===== Data lines

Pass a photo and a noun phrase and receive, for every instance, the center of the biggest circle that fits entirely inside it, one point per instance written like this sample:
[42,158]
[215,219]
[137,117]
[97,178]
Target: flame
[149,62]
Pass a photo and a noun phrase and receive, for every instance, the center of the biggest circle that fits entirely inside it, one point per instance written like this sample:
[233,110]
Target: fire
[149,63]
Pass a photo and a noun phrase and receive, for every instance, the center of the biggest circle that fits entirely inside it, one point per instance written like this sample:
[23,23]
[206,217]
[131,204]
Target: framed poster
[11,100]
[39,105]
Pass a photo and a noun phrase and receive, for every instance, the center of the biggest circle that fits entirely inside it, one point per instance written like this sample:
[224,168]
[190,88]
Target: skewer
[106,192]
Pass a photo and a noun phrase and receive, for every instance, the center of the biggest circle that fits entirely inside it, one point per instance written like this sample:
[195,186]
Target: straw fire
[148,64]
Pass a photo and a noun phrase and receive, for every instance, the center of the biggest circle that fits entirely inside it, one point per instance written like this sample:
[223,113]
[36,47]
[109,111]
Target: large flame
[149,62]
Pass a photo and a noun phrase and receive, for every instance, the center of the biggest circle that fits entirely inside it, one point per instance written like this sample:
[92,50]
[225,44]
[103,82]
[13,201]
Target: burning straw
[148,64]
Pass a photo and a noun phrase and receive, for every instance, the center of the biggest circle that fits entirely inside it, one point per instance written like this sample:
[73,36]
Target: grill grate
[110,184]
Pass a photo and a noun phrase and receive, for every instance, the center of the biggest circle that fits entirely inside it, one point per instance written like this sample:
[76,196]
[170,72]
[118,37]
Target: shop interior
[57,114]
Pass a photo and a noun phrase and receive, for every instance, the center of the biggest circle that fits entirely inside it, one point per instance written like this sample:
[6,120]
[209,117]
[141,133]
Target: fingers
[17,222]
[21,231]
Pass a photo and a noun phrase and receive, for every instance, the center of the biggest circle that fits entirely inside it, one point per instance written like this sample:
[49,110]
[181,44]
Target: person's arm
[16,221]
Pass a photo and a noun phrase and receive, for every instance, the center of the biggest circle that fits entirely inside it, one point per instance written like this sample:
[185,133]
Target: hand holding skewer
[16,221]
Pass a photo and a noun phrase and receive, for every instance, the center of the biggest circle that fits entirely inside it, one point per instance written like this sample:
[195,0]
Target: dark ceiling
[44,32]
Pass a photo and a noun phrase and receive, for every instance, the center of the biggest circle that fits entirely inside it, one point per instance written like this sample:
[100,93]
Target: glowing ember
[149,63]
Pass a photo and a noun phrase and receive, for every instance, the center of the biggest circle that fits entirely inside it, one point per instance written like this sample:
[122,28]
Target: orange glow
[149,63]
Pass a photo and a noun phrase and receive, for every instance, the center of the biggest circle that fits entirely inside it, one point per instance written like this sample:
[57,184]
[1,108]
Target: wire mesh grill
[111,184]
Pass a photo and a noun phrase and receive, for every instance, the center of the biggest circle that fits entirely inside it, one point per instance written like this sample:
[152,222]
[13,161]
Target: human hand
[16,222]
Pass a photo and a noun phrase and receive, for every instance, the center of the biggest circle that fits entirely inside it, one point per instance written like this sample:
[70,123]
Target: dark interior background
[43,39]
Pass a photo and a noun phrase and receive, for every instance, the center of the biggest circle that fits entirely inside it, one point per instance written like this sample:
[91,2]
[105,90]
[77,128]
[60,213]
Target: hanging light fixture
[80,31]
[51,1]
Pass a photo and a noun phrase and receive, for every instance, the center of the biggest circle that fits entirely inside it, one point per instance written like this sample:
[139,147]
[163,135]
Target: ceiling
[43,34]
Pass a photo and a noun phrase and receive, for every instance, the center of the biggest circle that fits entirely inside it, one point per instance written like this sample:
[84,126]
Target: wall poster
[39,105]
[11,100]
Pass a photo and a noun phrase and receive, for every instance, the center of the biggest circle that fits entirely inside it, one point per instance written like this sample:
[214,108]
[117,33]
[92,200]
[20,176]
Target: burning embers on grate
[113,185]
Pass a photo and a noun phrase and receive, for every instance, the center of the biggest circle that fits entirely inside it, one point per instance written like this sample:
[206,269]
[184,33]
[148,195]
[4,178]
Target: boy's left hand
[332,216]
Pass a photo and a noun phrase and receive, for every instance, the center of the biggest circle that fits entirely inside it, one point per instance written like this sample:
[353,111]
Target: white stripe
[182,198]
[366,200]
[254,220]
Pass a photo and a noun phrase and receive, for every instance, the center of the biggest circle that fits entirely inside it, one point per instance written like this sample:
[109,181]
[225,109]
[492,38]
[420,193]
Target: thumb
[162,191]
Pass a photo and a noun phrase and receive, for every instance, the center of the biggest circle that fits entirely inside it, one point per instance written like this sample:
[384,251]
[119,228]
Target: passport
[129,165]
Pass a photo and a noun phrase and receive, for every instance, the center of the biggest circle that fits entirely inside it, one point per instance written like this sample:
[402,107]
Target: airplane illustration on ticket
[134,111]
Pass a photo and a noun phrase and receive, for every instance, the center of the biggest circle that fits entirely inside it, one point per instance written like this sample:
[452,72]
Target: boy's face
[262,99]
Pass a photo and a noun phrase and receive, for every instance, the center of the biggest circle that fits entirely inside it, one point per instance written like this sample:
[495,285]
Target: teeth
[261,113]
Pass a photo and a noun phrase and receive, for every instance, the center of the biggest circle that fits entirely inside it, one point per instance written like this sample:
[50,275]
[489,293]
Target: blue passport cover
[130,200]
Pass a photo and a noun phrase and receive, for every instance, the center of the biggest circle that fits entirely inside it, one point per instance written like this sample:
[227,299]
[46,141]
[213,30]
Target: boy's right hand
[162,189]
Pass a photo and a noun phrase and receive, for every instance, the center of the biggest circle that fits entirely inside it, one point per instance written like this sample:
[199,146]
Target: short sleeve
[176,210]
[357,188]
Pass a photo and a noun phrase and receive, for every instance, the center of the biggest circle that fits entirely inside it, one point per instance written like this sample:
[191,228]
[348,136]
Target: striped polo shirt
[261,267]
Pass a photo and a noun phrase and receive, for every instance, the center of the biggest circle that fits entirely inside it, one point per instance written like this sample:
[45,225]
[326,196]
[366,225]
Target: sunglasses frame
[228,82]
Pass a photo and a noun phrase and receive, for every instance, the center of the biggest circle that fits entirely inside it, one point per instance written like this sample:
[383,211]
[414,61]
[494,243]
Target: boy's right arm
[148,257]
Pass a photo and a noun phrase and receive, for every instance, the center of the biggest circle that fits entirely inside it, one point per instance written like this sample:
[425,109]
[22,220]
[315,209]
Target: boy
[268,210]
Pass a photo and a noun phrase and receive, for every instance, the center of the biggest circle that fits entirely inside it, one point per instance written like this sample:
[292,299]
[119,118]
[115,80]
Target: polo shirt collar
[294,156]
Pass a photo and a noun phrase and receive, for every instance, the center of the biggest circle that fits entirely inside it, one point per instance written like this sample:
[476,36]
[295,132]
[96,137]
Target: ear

==========

#### Problem:
Copy every record exactly as presented.

#### Written response:
Pass a photo and a noun phrase and receive, for every instance, the center of the biggest circle that fits entirely inside it, one point per instance written like this sample:
[42,158]
[215,219]
[137,117]
[97,178]
Target: flame
[149,62]
Pass a photo and a noun phrase and receive, for every instance, the center of the biggest circle that fits entirely inside it, one point per instance written like this sample:
[233,110]
Target: fire
[149,63]
Pass a photo and a noun phrase and receive, for every instance, the center of the biggest circle that fits entirely inside it, one point per instance written like this sample:
[23,23]
[206,217]
[131,204]
Target: framed poster
[11,100]
[39,105]
Pass a photo and a noun phrase and receive, for every instance, the center of the biggest circle that fits entirely inside it, one point per instance written like this sample:
[224,168]
[190,88]
Target: skewer
[106,192]
Pass a photo and a noun phrase and receive, for every instance, the center of the biggest circle that fits entirely inside it, one point per instance written like this sample:
[195,186]
Target: straw fire
[148,64]
Pass a photo and a noun phrase and receive, for every instance, the center of the biggest circle that fits entirely inside it, one point per instance written like this sample:
[223,113]
[36,47]
[109,111]
Target: large flame
[149,62]
Pass a photo and a noun phrase and receive, for every instance, the center of the biggest circle that fits entirely inside it, one point per instance written like this sample:
[92,50]
[225,44]
[103,82]
[13,201]
Target: burning straw
[148,64]
Pass a photo and a noun phrase and receive, for every instance, the center of the biggest circle that fits entirely inside it, one point per instance written like this sample:
[73,36]
Target: grill grate
[110,184]
Pass a photo and a noun phrase and receive, for every instance, the center of the biggest circle that fits entirely inside it, one point per instance written like this sample:
[76,196]
[170,72]
[118,37]
Target: shop interior
[57,114]
Pass a photo and a noun phrase and receive, for every instance, the center of the biggest circle that fits entirely inside it, one point per instance written like this sample:
[6,120]
[209,117]
[141,133]
Target: fingers
[17,222]
[21,231]
Pass a photo and a noun phrase and receive, for every instance, the center of the biggest circle that fits entirely inside it, one point per instance written like this sample:
[49,110]
[181,44]
Target: person's arm
[16,221]
Pass a photo and a noun phrase and receive, for every instance, the center of the biggest circle that fits entirely inside it, one point per instance written like this sample:
[185,133]
Target: hand holding skewer
[16,221]
Pass a photo and a noun phrase and receive, for every instance, the center of the biggest circle that fits entirely inside it, one point per instance written like this sample:
[195,0]
Target: dark ceiling
[44,32]
Pass a photo and a noun phrase and receive, for every instance, the center of the biggest circle that fits entirely inside it, one point per instance written like this sample:
[100,93]
Target: glowing ember
[149,63]
Pass a photo and a noun phrase and receive, for every instance, the center of the biggest circle that fits entirely inside it, one point per instance written like this sample:
[122,28]
Target: orange glow
[149,63]
Pass a photo and a noun phrase and receive, for every instance, the center of the biggest circle that fits entirely inside it, one point per instance written like this sample:
[57,184]
[1,108]
Target: wire mesh grill
[111,184]
Pass a photo and a noun phrase and receive, for every instance, the center of the biggest circle that fits entirely inside it, one point per instance written like this sample:
[152,222]
[13,161]
Target: human hand
[16,222]
Pass a photo and a noun phrase and receive, for every instance, the center of the biggest circle that fits entirely inside it, one point per instance written like this sample:
[70,123]
Target: dark interior background
[43,39]
Pass a photo and a noun phrase and receive, for every instance, the center of the biggest circle that fits entirely inside it, one point per instance written like this sample:
[91,2]
[105,90]
[77,128]
[60,213]
Target: hanging light fixture
[80,31]
[51,1]
Pass a photo and a noun phrase and receive, for every instance, the center of the biggest circle that fits entirely inside it, one point per instance written like this sample:
[139,147]
[163,135]
Target: ceiling
[43,34]
Pass a photo and a noun phrase and receive, for every instance, the center of the biggest circle that fits entirely inside it, one point per instance written like this sample:
[84,126]
Target: wall poster
[39,105]
[11,100]
Pass a photo and a noun phrase and receive, for every instance, the center of the biggest circle that fits entirely inside it, one point per instance written like this sample:
[214,108]
[117,33]
[92,200]
[20,176]
Target: burning embers on grate
[113,185]
Pass a photo and a noun phrase and receive, for every instance, the center of the biggest circle that fits entirely inside it, one point per instance written like this sample:
[206,269]
[184,33]
[148,195]
[4,178]
Target: boy's left hand
[332,216]
Pass a photo and a noun phrase and receive, for every instance, the center of the biggest circle that fits entirely inside it, one point per instance written like this sample:
[353,111]
Target: white stripe
[182,198]
[366,200]
[254,220]
Pass a photo and a noun phrase and receive, for every instance, the center of the biggest circle that fits entirely inside it, one point per instance written like this sample:
[109,181]
[225,109]
[492,38]
[420,193]
Target: thumb
[162,191]
Pass a photo and a noun phrase and receive, for every instance, the center of the biggest circle that fits entirely inside it, one point per instance written like this sample:
[384,251]
[119,228]
Target: passport
[129,165]
Pass a photo and a noun phrase and receive, for every instance, the center of the biggest circle that fits entirely inside it, one point per instance written like this sample:
[402,107]
Target: airplane illustration on ticket
[134,111]
Pass a photo and a noun phrase and receive, for every instance, the center of the biggest circle that fits entirely inside it, one point per instance written like this sample:
[452,72]
Target: boy's face
[262,99]
Pass a photo and a noun phrase and receive, for every instance, the center of the biggest circle that fits entirely inside it, one point per instance written like this sample:
[495,285]
Target: teeth
[261,113]
Pass a photo and a noun phrase and receive, for every instance, the center of the biggest circle that fits entirely inside it, one point per instance written like this sample:
[50,275]
[489,293]
Target: blue passport cover
[130,200]
Pass a photo and a noun phrase and receive, for every instance, the center of the biggest circle that fits entirely inside it, one point per instance written like this sample:
[227,299]
[46,141]
[213,30]
Target: boy's right hand
[162,189]
Pass a photo and a noun phrase and receive, for every instance, the center of the biggest circle that fits entirely inside it, one point per instance written like this sample:
[199,146]
Target: short sleeve
[176,210]
[357,188]
Pass a photo and a noun phrase and receive, for every instance, the center of the biggest circle that fits entirely inside it, one point per instance written like this sample:
[191,228]
[348,136]
Target: striped polo shirt
[261,267]
Pass a photo and a noun phrase and receive, for every instance, the center of the biggest circle that fits entirely inside it, one point per instance written like this sample:
[45,225]
[326,196]
[366,225]
Target: sunglasses frame
[228,82]
Pass a photo and a noun phrase and receive, for every instance, the center of the biggest circle that fits entirely inside it, one point per instance written like this sample:
[383,211]
[414,61]
[494,243]
Target: boy's right arm
[148,257]
Pass a photo and a noun phrase and receive, for every instance, the center of the biggest circle that fits entirely inside it, one point per instance written like this sample:
[425,109]
[22,220]
[315,209]
Target: boy
[268,210]
Pass a photo and a noun phrase and receive, for every instance, the center of the biggest circle that fits entirely inside it, one point per instance written like this sample:
[292,299]
[119,118]
[115,80]
Target: polo shirt collar
[294,156]
Pass a photo and a noun phrase and receive, for every instance, the center of the biggest circle that fits entirely inside it, one point per instance written like this sample:
[476,36]
[295,132]
[96,137]
Target: ear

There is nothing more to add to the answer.